TASK GOAL >>
Give only the lines from the one containing "Put a single dot on each instance of the blonde" through the end of the material below, exactly as written.

★ ★ ★ ★

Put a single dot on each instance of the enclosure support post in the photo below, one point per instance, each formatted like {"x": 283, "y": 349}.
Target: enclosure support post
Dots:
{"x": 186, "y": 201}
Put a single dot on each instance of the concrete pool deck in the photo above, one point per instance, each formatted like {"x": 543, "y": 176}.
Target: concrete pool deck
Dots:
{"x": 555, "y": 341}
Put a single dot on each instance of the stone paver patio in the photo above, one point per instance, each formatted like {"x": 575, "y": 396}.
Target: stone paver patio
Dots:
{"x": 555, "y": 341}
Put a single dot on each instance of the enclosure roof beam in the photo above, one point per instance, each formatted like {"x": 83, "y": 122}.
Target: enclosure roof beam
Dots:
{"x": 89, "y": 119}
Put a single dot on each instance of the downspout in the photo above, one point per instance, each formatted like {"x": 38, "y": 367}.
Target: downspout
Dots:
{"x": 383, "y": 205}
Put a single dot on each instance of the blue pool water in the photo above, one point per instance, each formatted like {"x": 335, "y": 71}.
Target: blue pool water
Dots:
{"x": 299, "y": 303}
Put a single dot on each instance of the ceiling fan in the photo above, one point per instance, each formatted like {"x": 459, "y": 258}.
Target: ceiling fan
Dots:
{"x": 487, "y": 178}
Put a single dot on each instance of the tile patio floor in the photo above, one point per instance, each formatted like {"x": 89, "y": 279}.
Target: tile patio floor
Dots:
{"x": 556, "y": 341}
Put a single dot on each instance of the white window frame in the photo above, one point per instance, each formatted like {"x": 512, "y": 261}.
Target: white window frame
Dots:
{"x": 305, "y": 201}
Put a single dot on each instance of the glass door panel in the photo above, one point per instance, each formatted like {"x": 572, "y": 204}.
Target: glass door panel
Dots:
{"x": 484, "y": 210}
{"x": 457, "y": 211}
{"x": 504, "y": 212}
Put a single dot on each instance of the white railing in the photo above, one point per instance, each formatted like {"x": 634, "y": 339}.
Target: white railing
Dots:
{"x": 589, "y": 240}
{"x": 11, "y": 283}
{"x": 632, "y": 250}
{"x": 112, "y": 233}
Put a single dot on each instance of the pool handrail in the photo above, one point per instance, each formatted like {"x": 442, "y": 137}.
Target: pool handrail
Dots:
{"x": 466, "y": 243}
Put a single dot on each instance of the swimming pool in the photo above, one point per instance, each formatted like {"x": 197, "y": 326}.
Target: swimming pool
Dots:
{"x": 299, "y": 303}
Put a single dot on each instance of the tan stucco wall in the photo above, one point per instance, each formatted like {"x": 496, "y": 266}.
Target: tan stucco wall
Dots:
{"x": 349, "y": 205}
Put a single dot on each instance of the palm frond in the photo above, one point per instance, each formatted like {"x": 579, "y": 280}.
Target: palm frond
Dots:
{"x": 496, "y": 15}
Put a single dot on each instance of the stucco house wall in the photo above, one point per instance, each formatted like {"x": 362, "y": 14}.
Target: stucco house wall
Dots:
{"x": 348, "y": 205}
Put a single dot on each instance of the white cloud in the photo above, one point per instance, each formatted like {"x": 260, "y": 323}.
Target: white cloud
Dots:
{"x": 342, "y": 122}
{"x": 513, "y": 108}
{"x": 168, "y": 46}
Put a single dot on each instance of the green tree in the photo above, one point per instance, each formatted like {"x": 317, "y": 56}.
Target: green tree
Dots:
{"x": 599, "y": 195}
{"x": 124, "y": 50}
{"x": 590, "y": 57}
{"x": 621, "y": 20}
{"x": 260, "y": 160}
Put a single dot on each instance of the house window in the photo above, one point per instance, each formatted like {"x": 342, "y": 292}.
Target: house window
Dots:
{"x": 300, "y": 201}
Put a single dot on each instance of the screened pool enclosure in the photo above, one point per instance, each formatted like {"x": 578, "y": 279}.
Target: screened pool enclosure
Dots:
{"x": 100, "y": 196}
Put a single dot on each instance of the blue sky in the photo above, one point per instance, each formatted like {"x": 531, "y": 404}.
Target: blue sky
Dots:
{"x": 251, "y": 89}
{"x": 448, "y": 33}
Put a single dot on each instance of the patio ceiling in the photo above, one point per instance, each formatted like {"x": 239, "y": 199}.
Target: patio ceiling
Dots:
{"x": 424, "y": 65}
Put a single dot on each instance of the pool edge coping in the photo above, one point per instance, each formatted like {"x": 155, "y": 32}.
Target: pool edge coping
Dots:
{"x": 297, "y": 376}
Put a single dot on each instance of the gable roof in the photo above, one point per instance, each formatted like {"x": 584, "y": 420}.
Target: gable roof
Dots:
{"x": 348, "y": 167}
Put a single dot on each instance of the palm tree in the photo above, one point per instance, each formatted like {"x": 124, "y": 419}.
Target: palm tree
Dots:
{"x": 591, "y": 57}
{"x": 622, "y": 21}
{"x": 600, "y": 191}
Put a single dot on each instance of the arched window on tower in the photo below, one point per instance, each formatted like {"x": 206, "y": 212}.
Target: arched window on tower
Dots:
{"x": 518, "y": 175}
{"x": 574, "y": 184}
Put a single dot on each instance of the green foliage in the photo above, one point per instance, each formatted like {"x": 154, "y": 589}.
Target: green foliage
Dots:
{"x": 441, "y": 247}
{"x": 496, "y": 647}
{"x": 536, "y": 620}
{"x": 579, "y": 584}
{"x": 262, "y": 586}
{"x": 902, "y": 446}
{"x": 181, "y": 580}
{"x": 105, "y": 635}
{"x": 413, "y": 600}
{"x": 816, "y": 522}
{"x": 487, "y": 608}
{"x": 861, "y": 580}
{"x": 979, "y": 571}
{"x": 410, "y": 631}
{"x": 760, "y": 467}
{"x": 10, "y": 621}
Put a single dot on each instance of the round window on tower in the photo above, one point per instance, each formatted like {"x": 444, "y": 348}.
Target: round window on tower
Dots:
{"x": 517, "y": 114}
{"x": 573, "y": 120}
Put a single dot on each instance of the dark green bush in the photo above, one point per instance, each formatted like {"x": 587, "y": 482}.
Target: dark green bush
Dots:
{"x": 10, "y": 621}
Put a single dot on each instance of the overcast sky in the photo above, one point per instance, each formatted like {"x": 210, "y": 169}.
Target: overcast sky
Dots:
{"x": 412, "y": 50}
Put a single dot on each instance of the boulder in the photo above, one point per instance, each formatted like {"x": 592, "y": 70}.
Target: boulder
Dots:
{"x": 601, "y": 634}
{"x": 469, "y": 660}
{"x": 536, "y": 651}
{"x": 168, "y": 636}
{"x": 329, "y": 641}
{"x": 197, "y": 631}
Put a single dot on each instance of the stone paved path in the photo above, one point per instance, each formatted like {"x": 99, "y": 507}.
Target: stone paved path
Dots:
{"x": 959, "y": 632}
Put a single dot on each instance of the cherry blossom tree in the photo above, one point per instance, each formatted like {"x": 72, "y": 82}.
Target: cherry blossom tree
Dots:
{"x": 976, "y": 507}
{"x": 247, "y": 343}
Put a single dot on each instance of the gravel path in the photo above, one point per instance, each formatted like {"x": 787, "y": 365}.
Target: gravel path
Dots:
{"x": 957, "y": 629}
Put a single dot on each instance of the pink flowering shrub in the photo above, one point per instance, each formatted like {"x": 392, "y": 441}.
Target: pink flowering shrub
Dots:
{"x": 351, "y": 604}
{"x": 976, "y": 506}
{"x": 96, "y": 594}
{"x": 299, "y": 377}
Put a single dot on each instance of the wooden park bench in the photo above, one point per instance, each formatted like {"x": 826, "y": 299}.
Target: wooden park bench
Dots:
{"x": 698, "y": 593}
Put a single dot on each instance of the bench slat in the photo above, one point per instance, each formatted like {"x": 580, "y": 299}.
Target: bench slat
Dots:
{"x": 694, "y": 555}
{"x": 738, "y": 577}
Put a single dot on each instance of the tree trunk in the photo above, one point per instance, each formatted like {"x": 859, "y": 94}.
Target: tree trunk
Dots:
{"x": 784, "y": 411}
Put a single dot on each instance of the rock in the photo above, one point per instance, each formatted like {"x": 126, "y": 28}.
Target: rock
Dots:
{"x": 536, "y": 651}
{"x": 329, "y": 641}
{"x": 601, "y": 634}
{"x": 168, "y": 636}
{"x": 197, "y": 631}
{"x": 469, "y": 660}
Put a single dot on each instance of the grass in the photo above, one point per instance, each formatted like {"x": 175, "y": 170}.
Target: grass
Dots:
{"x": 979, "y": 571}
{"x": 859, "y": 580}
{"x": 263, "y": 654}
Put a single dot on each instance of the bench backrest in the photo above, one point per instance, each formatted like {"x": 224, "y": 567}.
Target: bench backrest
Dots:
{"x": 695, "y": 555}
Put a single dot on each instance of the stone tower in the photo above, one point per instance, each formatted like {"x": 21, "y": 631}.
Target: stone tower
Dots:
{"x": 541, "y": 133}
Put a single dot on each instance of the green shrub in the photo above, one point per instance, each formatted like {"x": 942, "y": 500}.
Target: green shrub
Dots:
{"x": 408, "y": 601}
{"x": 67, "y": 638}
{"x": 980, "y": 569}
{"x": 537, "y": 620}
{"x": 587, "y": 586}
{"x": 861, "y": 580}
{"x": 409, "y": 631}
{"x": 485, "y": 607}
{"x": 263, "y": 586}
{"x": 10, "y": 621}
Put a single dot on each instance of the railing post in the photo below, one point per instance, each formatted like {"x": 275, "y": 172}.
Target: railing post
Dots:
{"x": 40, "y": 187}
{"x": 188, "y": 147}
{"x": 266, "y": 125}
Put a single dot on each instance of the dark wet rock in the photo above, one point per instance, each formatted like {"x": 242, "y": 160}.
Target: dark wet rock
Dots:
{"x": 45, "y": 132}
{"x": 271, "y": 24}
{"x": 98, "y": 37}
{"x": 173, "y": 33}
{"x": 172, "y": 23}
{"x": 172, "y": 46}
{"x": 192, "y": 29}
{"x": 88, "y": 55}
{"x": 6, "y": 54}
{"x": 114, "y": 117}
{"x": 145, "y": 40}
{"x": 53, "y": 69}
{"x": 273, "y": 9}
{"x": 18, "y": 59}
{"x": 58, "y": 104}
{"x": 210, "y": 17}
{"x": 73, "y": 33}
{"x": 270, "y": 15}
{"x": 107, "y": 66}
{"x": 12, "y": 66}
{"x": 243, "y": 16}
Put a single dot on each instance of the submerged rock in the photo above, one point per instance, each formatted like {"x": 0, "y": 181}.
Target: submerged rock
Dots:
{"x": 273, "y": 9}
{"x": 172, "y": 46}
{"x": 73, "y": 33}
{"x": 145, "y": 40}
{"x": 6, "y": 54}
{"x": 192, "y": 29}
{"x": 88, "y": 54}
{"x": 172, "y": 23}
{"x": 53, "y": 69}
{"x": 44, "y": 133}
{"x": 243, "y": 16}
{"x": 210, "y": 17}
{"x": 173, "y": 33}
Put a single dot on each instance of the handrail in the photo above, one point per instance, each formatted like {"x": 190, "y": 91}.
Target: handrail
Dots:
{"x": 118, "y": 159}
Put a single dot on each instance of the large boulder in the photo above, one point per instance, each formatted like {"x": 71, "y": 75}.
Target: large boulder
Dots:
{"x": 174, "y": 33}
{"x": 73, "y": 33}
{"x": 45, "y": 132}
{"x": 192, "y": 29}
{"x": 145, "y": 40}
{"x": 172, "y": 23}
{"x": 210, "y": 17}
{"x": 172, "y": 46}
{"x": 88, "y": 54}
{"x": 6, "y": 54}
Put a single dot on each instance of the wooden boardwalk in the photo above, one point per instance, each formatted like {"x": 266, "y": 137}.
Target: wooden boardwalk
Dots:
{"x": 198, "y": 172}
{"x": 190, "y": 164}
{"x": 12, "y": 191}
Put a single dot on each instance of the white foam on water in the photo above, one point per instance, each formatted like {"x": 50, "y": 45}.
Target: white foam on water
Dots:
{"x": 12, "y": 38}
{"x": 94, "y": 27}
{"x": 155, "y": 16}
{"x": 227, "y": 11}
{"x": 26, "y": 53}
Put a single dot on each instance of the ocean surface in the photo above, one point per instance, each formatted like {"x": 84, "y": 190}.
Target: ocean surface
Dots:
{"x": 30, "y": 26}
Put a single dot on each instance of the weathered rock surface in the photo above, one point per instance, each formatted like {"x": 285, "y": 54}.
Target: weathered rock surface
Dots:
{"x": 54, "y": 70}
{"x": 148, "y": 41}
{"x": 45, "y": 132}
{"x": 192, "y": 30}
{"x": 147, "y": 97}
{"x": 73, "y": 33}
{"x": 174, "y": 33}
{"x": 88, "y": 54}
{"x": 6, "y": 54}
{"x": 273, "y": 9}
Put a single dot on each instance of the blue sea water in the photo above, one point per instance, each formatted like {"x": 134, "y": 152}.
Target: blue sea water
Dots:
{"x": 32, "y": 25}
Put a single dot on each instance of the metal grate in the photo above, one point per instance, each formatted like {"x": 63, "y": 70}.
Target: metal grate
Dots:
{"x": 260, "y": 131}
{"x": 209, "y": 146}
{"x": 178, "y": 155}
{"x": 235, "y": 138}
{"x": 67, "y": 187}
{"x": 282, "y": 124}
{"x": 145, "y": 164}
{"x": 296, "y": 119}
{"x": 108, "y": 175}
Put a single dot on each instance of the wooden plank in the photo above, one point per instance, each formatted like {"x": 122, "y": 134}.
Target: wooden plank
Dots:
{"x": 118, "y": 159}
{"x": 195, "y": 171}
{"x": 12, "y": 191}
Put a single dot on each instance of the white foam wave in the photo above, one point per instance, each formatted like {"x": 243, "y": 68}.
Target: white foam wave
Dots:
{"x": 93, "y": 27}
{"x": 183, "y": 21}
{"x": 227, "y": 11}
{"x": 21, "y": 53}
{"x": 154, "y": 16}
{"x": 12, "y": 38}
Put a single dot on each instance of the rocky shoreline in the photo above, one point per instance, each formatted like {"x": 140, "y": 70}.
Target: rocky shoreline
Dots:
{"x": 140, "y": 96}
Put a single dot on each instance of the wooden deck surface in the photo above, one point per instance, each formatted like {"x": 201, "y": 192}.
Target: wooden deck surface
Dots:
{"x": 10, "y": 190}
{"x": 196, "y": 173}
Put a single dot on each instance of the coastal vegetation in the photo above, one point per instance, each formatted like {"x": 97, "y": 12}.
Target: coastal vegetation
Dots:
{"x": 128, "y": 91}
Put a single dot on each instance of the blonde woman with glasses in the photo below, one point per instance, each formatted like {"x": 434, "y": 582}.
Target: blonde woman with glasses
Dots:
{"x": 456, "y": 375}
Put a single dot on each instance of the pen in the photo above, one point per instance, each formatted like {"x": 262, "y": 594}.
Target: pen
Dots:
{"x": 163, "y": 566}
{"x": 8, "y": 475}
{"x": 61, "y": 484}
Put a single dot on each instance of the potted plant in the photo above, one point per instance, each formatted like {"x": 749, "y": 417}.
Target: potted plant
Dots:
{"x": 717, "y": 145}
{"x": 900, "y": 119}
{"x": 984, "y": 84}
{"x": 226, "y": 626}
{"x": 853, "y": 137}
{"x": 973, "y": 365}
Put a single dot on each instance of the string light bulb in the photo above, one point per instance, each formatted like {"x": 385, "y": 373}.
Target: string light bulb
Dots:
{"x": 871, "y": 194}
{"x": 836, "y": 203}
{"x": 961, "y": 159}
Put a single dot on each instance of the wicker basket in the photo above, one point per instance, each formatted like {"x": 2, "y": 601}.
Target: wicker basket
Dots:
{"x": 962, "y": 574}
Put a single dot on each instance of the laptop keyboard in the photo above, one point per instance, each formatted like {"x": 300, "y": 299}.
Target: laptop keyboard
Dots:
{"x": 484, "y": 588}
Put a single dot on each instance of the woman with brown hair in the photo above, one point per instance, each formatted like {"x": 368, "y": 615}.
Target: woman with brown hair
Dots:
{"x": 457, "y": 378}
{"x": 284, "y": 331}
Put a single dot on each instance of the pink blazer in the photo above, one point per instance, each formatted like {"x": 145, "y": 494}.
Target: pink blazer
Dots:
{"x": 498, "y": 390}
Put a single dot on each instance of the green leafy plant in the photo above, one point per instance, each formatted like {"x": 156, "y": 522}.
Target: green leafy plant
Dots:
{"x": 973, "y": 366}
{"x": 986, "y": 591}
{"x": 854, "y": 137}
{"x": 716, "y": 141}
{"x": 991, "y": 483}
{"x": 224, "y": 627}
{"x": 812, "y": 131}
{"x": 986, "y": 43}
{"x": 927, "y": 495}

★ ★ ★ ★

TASK RESPONSE >>
Put a single dot on each instance of the blonde woman with glasses in the photo below, one point per instance, each formatted like {"x": 434, "y": 582}.
Target: blonde woman with glasses
Dots:
{"x": 456, "y": 375}
Put a single dot on each instance of the pen in the photo above, one point per instance, each formatted like {"x": 262, "y": 594}.
Target: pen
Dots:
{"x": 163, "y": 566}
{"x": 8, "y": 475}
{"x": 61, "y": 484}
Put a single dot on each instance of the potted plant in the photo above, one point per instance, each formatted like {"x": 749, "y": 417}.
Target: potted plant
Dots:
{"x": 717, "y": 145}
{"x": 900, "y": 119}
{"x": 984, "y": 84}
{"x": 226, "y": 626}
{"x": 853, "y": 137}
{"x": 973, "y": 365}
Put a single dot on each instance of the string light bulb in the photo above, one point per instance, each formatted like {"x": 385, "y": 373}.
Target: string light bulb
Dots:
{"x": 871, "y": 194}
{"x": 836, "y": 203}
{"x": 961, "y": 159}
Put a single dot on each instance of the wicker basket in the photo above, one point per instance, each formatted like {"x": 2, "y": 601}.
Target: wicker basket
Dots:
{"x": 962, "y": 574}
Put a single dot on each instance of the laptop keyboard in the photo above, one point per instance, each formatted like {"x": 300, "y": 299}.
Target: laptop keyboard
Dots:
{"x": 484, "y": 588}
Put a single dot on each instance of the woman with brown hair in the photo above, one point per instance, each formatted like {"x": 368, "y": 615}.
Target: woman with brown hair
Dots:
{"x": 457, "y": 378}
{"x": 284, "y": 331}
Put a single dot on each instance of the pink blazer in the photo above, one point per instance, each formatted like {"x": 145, "y": 494}.
Target: pink blazer
Dots:
{"x": 498, "y": 390}
Put a single dot on each instance of the green leafy plant in the photo above, one point per instance, each formatted like {"x": 156, "y": 522}.
Target: green leafy plant
Dots:
{"x": 973, "y": 366}
{"x": 986, "y": 591}
{"x": 854, "y": 137}
{"x": 716, "y": 141}
{"x": 991, "y": 483}
{"x": 224, "y": 627}
{"x": 812, "y": 131}
{"x": 986, "y": 43}
{"x": 927, "y": 495}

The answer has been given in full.